Example 1: For a rod of length 'l', area of cross-section 'A, and thermal conductivity K, the thermal resistance R is given as

1) $R=\frac{l}{K A}$
2) $R=\frac{l^2}{K A}$
3) $R=\frac{K}{l A}$
4) $R=\frac{A}{l K}$

Solution:

From the Electrical Analogy for Thermal Conduction

For a rod of length '', area of cross-section 'A, and Thermal conductivity K,

Thermal resistance is defined as $R=\frac{l}{K A}$

Hence, the answer is the option (1).

Example 2: What is the dimension of Heat current (H)?

1) $M L^2 T^{-3}$
2) $M L^2 T^{-2}$
3) $M L^{-3} T^{-3}$
4) $M L^3 T^{-2}$

Solution:

According to Electrical Analogy for Thermal Conduction

The rate of flow of heat is called heat current.

i.e., $H=\frac{d Q}{d t}$

$
\text { So }[H]=\frac{[\text { heat }]}{[T]}=\frac{[\text { work }]}{[T]}=\frac{[F . L]}{[T]}=\frac{\left[M L T^{-2} * L\right]}{[T]}=\left[M L^2 T^{-3}\right]
$

Hence, the answer is the option (1).

Example 3: The temperature $\theta$ at the junction of two insulting sheets, having thermal resistances $R_1$ and $R_2$ as well as top and bottom temperatures $\theta_1$ and $\theta_2$ (as shown in the figure) is given by :

1) $\frac{\theta_1 R_2+\theta_2 R_1}{R_1+R_2}$
2) $\frac{\theta_1 R_2-\theta_2 R_1}{R_1-R_2}$
3) $\frac{\theta_2 R_2-\theta_1 R_1}{R_2-R_1}$
4) $\frac{\theta_1 R_1+\theta_2 R_2}{R_1+R_2}$

Solution:

The heat flow rate will be the same throughout both

$
\begin{aligned}
& \therefore \frac{\theta_1-\theta}{\mathrm{R}_1}=\frac{\theta-\theta_2}{\mathrm{R}_2} \\
& \mathrm{R}_2 \theta_1-\mathrm{R}_2 \theta=\mathrm{R}_1 \theta-\mathrm{R}_1 \theta_2 \\
& \theta=\frac{\mathrm{R}_2 \theta_1+\mathrm{R}_1 \theta_2}{\mathrm{R}_1+\mathrm{R}_2}
\end{aligned}
$

Hence, the answer is the option (1).

Example 4: Two metallic blocks $\mathrm{M}_1$ and $\mathrm{M}_2$ of the same area of the cross-section are connected to each other(as shown in the figure). If the thermal conductivity of $\mathrm{M}_2$ is K then the thermal conductivity of $\mathrm{M}_1$ will be :
[Assume steady state heat conduction]

1) 10 K
2) 8 K
3) 12.5 K
4) 2 K

Solution:

Since the two blocks are in series, the heat current through both of them will be the same as the steady state
$
\begin{aligned}
& \mathrm{H}_1=\mathrm{H}_2 \\
& \frac{\Delta \mathrm{T}_1}{\mathrm{R}_1}=\frac{\Delta \mathrm{T}_2}{\mathrm{R}_2} \\
& \frac{(100-80)}{\left(\frac{\mathrm{l}_1}{(\mathrm{k}) \mathrm{A}_1}\right)}=\frac{(80-0)}{\left(\frac{\mathrm{l}_2}{\mathrm{k}_1 \mathrm{~A}_2}\right)}
\end{aligned}
$
Here, $\mathrm{A}_1=\mathrm{A}_2=$ Area of cross-section (given) $\mathrm{k}_1 \rightarrow$ Thermal conductivity of block $\mathrm{M}_1$ $\mathrm{l}_1=16 \mathrm{~cm}, \mathrm{l}_2=8 \mathrm{~cm}$

$
\begin{aligned}
& \frac{20}{\left(\frac{16}{k_1}\right)}=\frac{80}{\frac{8}{k_0}} \\
& \mathrm{k}_1=8 \mathrm{k}
\end{aligned}
$

Hence, the answer is the option (2).

- [SUPPLIED DATA]
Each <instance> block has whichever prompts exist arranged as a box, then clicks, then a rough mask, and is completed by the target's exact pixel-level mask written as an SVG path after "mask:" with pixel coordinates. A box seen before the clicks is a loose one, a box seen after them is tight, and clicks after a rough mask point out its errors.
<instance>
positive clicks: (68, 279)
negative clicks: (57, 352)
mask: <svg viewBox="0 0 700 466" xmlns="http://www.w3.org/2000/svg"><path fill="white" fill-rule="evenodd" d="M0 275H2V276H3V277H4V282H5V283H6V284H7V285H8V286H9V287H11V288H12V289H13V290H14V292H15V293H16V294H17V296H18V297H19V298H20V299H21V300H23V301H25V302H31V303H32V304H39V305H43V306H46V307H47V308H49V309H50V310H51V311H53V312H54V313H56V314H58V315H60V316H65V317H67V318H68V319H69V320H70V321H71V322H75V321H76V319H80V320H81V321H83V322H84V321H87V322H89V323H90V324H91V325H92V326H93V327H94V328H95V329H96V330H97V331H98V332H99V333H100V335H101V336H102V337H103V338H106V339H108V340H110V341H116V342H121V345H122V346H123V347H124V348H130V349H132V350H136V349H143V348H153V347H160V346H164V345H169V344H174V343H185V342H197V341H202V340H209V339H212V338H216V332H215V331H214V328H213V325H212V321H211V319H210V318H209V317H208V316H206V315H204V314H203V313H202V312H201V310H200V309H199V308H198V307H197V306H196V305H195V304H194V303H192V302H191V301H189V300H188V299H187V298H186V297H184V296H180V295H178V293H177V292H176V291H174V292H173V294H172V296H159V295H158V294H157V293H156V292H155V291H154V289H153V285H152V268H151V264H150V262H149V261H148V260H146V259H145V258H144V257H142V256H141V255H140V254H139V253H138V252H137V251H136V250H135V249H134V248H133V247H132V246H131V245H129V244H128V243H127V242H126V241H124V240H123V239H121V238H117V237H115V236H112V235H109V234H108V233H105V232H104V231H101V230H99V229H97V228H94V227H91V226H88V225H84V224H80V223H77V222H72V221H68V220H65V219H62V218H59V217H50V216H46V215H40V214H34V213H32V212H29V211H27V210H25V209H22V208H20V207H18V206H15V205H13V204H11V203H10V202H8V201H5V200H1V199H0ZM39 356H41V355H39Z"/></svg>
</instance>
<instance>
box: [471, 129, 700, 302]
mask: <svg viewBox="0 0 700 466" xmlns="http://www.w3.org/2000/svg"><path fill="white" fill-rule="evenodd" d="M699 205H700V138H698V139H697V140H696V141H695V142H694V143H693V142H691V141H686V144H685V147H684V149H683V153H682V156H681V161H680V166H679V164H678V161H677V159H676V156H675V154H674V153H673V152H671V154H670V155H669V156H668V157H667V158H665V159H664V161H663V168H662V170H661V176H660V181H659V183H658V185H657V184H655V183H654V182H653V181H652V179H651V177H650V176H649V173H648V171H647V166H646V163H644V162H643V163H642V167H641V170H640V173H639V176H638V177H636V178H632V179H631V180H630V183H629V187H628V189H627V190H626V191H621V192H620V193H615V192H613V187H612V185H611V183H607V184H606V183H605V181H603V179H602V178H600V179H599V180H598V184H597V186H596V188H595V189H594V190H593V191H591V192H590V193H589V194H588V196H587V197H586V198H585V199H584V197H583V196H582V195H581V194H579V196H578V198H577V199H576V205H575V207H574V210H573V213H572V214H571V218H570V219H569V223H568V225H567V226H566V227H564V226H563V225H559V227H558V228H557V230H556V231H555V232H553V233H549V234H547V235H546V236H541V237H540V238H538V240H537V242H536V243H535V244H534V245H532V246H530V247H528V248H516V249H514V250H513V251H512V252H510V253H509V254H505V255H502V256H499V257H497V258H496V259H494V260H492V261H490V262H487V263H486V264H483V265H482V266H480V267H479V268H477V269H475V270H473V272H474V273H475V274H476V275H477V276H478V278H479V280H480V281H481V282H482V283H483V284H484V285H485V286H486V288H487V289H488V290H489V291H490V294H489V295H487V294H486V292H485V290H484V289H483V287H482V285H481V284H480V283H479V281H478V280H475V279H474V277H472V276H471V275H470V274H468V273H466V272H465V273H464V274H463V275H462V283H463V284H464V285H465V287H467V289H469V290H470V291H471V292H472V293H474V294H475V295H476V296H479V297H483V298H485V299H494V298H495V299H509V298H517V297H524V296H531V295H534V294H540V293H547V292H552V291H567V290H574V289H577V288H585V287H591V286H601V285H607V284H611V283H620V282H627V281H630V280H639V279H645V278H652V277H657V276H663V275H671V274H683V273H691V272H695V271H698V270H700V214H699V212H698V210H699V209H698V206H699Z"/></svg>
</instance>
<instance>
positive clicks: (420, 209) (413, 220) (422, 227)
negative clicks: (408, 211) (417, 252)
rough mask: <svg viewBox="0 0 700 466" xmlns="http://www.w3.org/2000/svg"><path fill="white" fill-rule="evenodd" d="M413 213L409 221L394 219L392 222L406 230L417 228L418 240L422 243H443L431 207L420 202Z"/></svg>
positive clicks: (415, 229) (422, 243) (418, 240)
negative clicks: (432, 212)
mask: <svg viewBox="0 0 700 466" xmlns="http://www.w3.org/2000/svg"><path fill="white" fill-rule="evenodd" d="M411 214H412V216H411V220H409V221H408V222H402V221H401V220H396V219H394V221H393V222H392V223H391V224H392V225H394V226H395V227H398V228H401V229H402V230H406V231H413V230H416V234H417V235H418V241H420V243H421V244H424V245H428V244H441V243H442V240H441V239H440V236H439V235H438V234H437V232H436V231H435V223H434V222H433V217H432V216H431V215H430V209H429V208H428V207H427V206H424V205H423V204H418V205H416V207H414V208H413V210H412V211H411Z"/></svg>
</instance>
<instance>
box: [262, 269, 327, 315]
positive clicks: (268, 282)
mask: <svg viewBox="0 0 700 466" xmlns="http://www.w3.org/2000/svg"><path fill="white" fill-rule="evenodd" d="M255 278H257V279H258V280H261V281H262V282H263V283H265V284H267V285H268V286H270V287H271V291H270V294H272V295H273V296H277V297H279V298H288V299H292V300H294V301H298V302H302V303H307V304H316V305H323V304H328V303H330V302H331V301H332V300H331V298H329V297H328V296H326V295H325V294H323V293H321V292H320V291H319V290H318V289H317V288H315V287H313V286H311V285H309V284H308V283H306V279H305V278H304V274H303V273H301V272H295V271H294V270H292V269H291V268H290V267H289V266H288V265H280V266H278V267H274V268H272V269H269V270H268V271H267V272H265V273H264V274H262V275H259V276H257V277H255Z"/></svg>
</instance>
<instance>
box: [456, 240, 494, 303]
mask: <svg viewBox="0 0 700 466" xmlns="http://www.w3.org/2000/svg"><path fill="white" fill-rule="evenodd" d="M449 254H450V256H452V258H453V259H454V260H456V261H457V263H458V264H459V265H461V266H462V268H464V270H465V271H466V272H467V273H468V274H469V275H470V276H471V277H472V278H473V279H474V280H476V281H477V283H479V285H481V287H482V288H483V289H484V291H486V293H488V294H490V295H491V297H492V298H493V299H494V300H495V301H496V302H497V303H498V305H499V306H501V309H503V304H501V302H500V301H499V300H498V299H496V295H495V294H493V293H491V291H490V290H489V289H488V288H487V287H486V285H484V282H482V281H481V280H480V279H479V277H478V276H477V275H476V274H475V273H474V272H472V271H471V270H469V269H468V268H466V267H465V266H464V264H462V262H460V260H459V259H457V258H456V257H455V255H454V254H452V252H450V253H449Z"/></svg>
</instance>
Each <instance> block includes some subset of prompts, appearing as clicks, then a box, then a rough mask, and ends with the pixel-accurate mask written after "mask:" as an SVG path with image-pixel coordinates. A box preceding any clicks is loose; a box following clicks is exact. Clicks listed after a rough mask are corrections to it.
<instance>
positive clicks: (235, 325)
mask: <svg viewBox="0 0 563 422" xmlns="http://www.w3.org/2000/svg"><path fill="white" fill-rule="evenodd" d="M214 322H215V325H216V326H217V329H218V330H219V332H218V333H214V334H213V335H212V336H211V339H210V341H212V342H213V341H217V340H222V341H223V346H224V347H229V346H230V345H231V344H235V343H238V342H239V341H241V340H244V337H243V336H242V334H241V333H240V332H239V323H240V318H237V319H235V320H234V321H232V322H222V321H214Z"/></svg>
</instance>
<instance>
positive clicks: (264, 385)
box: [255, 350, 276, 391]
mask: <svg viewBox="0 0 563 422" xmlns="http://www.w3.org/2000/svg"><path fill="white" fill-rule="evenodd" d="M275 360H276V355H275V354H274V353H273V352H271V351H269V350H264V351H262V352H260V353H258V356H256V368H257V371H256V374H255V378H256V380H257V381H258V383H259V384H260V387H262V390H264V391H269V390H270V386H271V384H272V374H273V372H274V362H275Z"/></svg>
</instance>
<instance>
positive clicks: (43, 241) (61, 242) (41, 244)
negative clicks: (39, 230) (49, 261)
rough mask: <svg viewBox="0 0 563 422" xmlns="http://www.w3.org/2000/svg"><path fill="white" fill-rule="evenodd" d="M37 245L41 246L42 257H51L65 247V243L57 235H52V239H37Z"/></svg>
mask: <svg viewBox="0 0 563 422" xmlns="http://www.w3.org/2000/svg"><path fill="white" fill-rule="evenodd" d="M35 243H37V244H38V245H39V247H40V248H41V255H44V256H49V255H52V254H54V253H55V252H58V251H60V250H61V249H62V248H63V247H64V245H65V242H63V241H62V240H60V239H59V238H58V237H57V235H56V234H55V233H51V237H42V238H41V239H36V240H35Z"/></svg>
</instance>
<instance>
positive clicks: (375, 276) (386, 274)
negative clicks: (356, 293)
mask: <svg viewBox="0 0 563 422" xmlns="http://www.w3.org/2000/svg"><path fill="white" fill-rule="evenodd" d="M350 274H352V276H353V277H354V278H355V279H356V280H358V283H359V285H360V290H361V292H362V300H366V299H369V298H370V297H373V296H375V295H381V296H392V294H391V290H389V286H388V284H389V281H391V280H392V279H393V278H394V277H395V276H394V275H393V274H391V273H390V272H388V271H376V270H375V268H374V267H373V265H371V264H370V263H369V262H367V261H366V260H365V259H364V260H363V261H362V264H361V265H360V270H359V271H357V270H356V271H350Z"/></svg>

- [LIST OF TASKS]
**a.** Pick out every line in the records that contains the string "block" and copy each one.
**b.** Extend the thermal conduction examples past their final line.
The records are unrelated to the text on thermal conduction.

- [ANSWERS FOR THE TASKS]
**a.**
Each <instance> block has whichever prompts exist arranged as a box, then clicks, then a rough mask, and is completed by the target's exact pixel-level mask written as an SVG path after "mask:" with pixel coordinates. A box seen before the clicks is a loose one, a box seen after them is tight, and clicks after a rough mask point out its errors.
Each <instance> block includes some subset of prompts, appearing as clicks, then a box, then a rough mask, and ends with the pixel-accurate mask written after "mask:" as an SVG path with image-pixel coordinates. A box preceding any clicks is loose; a box following clicks is exact. Clicks listed after a rough mask are corrections to it.

**b.**
Example 5: As per the given figure, two plates $A$ and $B$ of thermal conductivity K and 2 K are joined together to form a compound plate. The thickness of the plates are 4.0 cm and 2.5 cm respectively and the area of the cross-section is $120 \mathrm{~cm}^2$ for each plate. The equivalent thermal conductivity of the compound plate is $\left(1+\frac{5}{\alpha}\right) \mathrm{K}$, then the value of $\alpha$ will be_____________.

1) 21

2) 56

3) 47

4) 6

Solution:

$\begin{aligned} & \text { Thermal resistance }=\mathrm{R}=\frac{1}{\mathrm{KA}} \\ & \mathrm{R}_{\mathrm{eff}}=\left(\mathrm{R}_1+\mathrm{R}_2\right) \\ & \frac{\left(\mathrm{L}_1+\mathrm{L}_2\right)}{\mathrm{Keff} \times \mathrm{A}}=\frac{\mathrm{L}_1}{\mathrm{~K}_1 \mathrm{~A}}+\frac{\mathrm{L}_2}{\mathrm{~K}_2 \mathrm{~A}} \\ & \frac{6.5}{\mathrm{Keff}}=\frac{4}{\mathrm{k}}+\frac{2.5}{2 \mathrm{~K}} \\ & \mathrm{Keff}=\frac{13 k}{10.5}=\left[1+\frac{5}{21}\right] \mathrm{k} \\ & \alpha=21\end{aligned}$

Hence, the answer is the option (1).

Summary

The electrical conduction analogy is a flow of heat through a material analogous to the flow of electric current through a conductor. The temperature gradient is similar to the voltage difference; the continuous flow of heat refers to the electric current; and thermal resistance becomes equivalent to electrical resistance. The electricity flows from the region of higher voltage to that of lower voltage. Similarly, heat flows from a higher to a lower temperature. This analogy helps in understanding and calculating the heat transfer more easily.